• _Work instruction_:
Copy, from the entries below, each line where the word "glass" can be found.

☆ ☆ ☆ ☆ ☆ ☆ ☆

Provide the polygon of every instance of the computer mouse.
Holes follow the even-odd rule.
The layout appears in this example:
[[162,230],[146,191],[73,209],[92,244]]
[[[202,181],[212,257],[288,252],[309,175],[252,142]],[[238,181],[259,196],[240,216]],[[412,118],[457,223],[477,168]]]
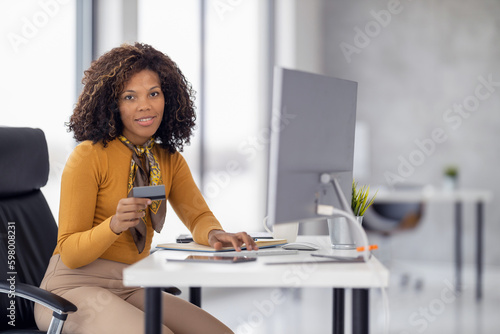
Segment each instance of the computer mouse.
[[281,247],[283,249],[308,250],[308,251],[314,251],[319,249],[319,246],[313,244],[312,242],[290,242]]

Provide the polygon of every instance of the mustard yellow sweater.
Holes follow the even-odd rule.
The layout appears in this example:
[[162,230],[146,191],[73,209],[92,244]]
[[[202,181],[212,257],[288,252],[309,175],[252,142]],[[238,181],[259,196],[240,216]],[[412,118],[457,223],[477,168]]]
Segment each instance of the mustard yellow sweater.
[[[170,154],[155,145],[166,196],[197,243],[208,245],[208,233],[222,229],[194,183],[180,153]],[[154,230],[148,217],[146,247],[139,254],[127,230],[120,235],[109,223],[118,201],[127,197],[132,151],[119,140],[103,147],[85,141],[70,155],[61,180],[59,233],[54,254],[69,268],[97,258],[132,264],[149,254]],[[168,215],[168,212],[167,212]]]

☆ ☆ ☆ ☆ ☆ ☆ ☆

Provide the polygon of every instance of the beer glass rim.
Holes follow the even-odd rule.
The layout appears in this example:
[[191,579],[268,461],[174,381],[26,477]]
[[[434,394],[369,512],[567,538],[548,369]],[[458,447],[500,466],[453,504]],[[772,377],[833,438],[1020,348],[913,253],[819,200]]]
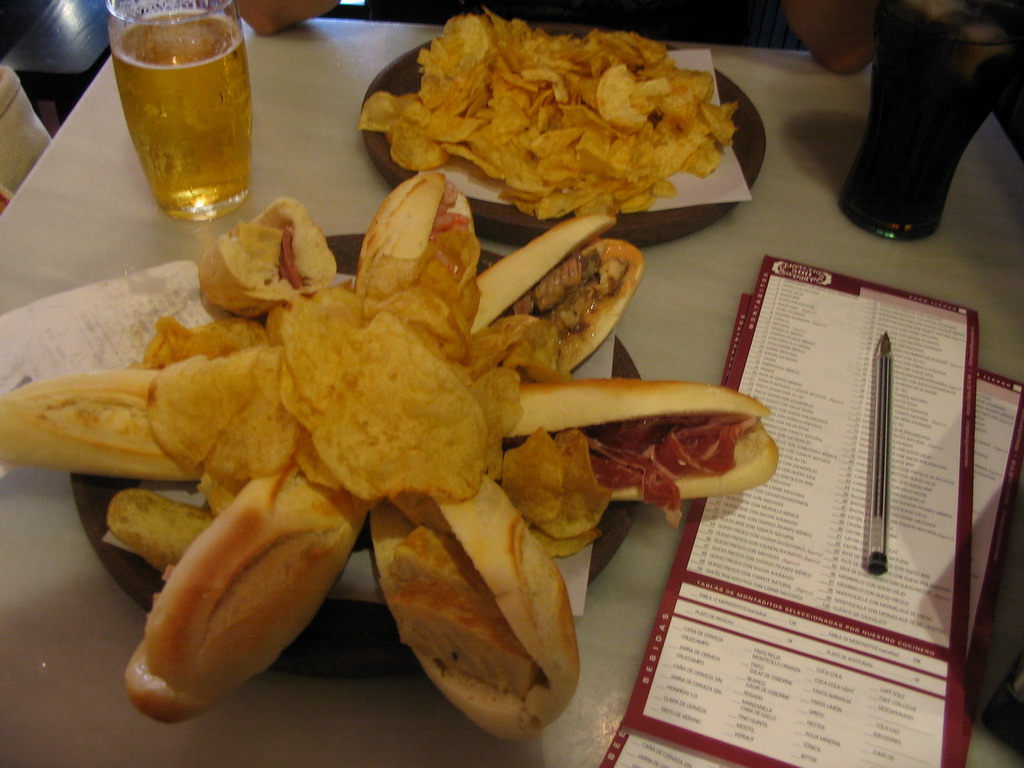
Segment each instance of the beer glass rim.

☆ ☆ ☆ ☆ ☆ ☆ ☆

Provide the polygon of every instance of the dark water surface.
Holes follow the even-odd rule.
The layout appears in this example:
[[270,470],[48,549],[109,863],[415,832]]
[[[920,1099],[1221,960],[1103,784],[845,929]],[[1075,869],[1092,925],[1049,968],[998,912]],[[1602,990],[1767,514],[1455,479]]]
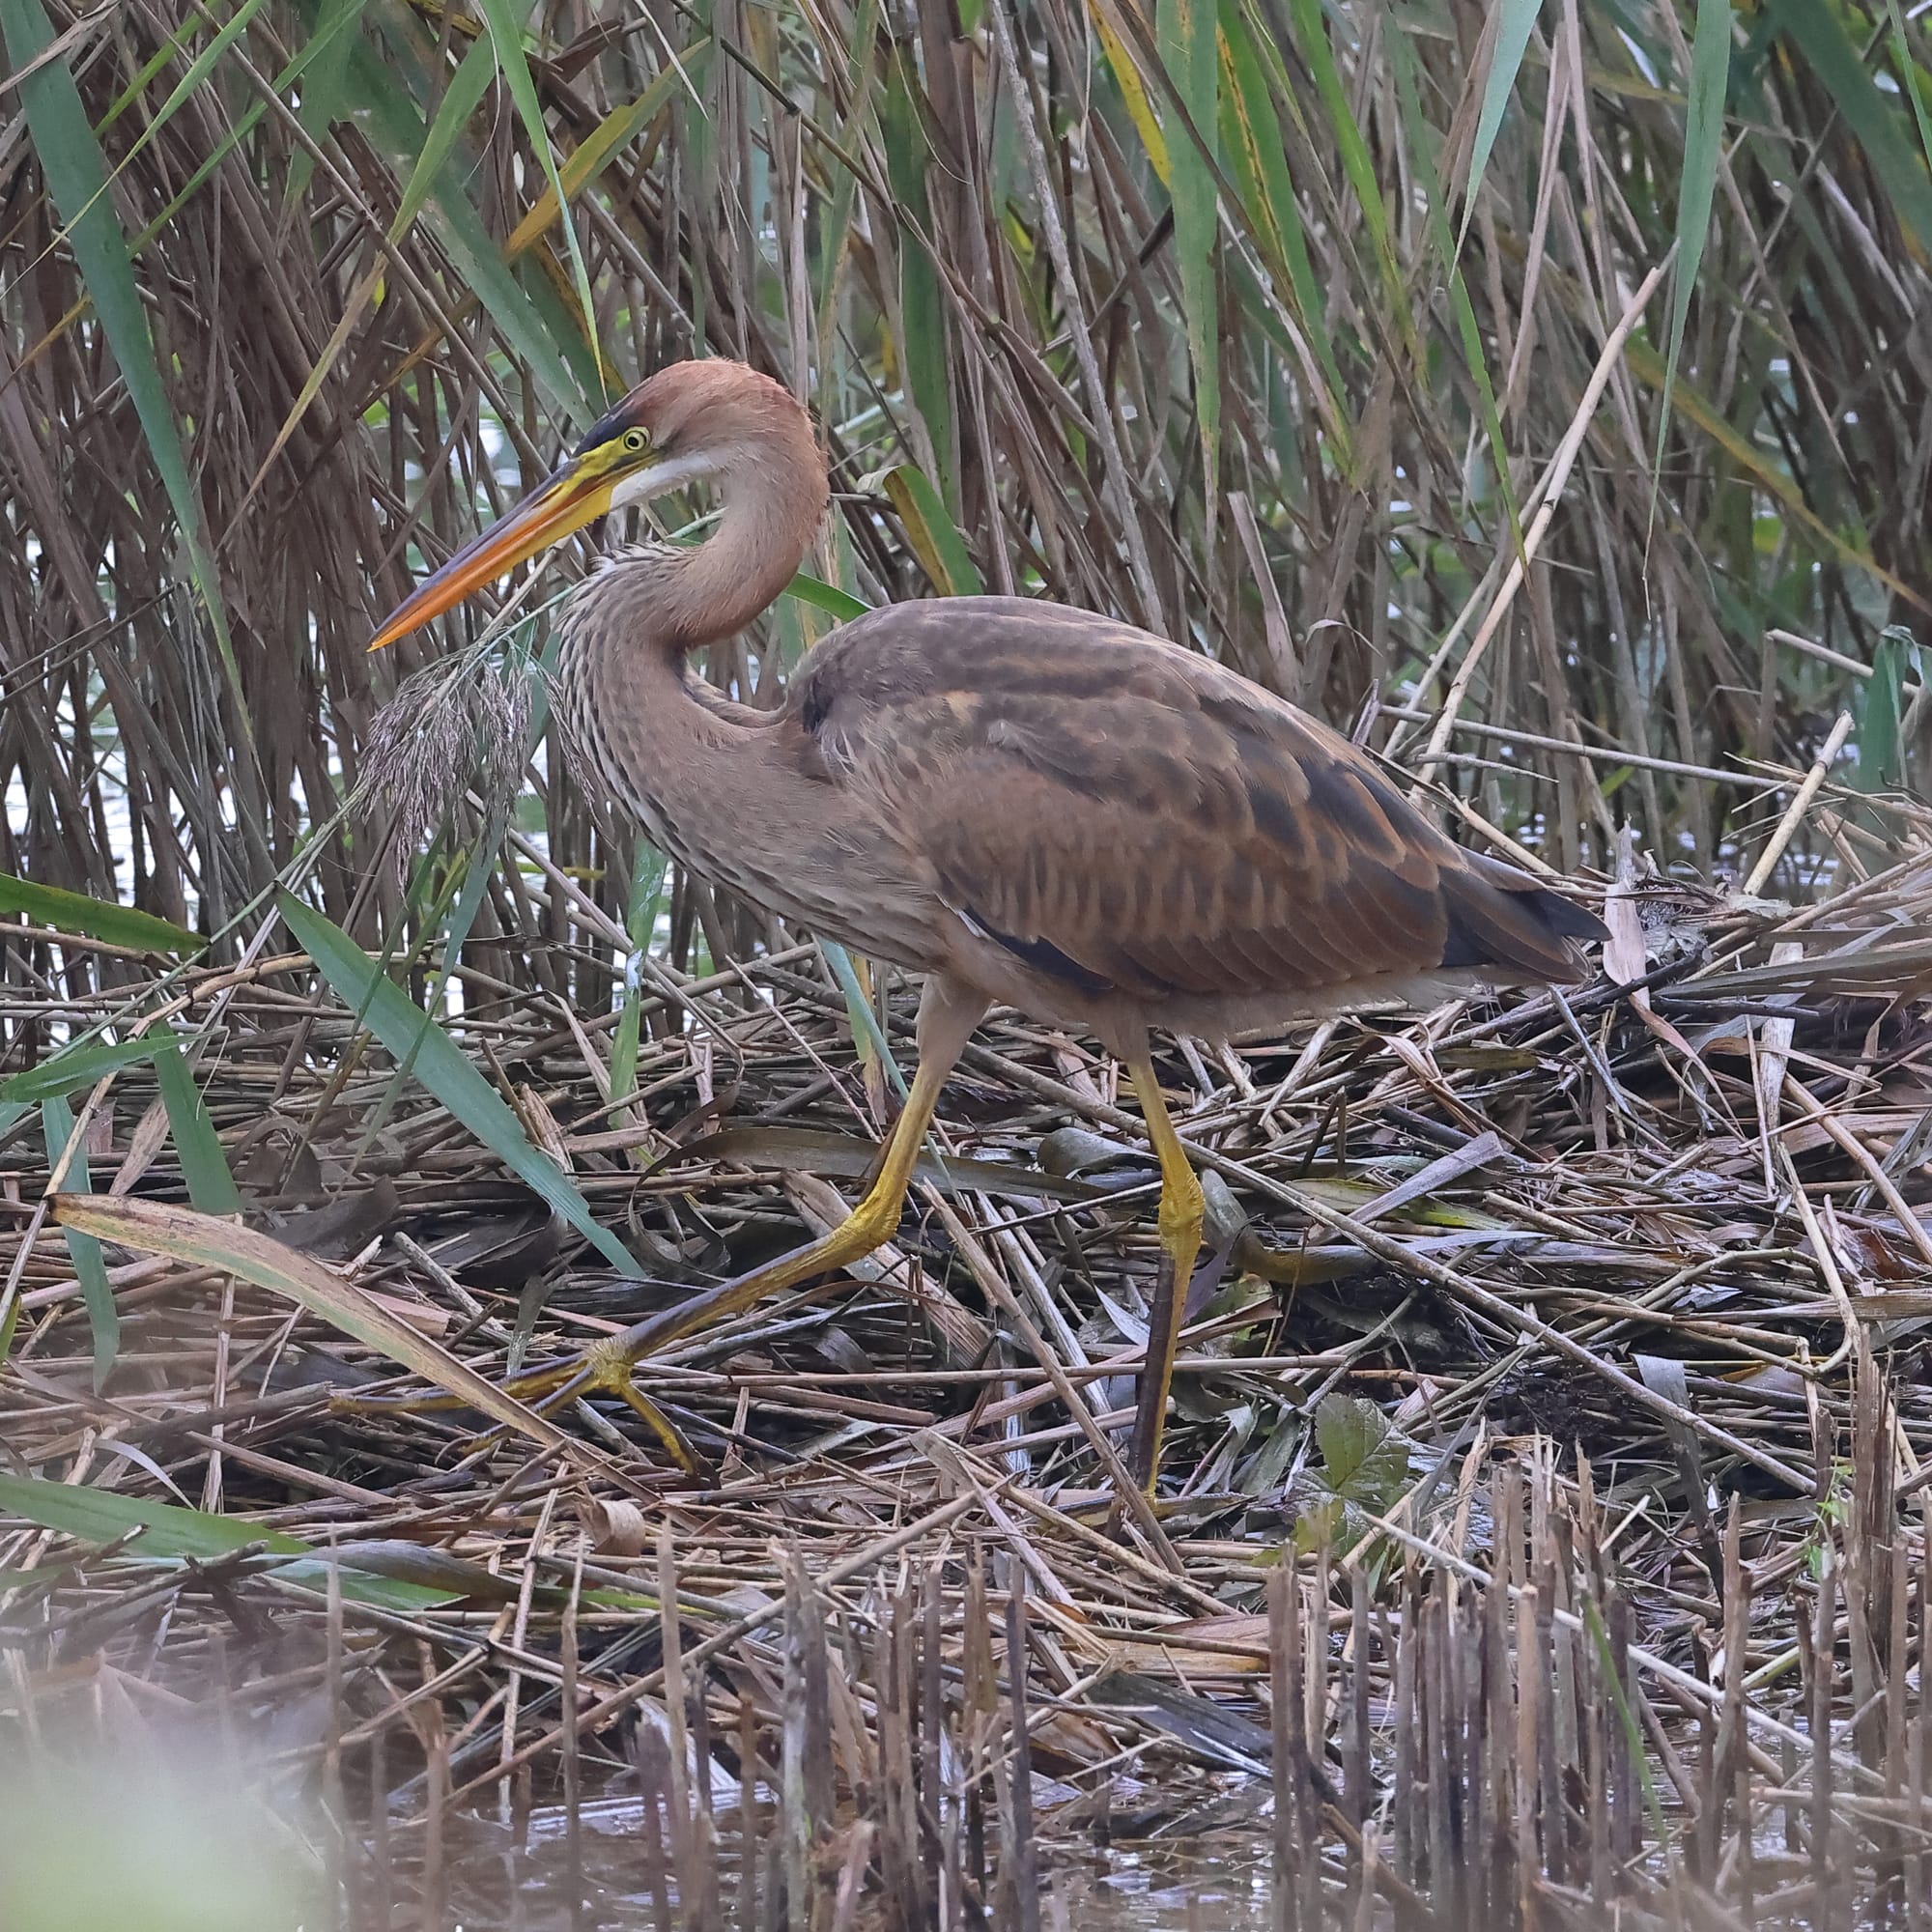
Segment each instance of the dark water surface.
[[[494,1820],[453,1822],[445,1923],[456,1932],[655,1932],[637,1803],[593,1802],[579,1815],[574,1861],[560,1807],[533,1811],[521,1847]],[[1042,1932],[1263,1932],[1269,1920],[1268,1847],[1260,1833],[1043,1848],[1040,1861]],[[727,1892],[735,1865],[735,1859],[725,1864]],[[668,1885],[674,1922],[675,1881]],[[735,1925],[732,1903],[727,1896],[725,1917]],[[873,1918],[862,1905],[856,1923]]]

☆ ☆ ☆ ☆ ☆ ☆ ☆

• _Answer area_:
Provide the polygon of every instance of the beer glass rim.
Segment each instance of the beer glass rim.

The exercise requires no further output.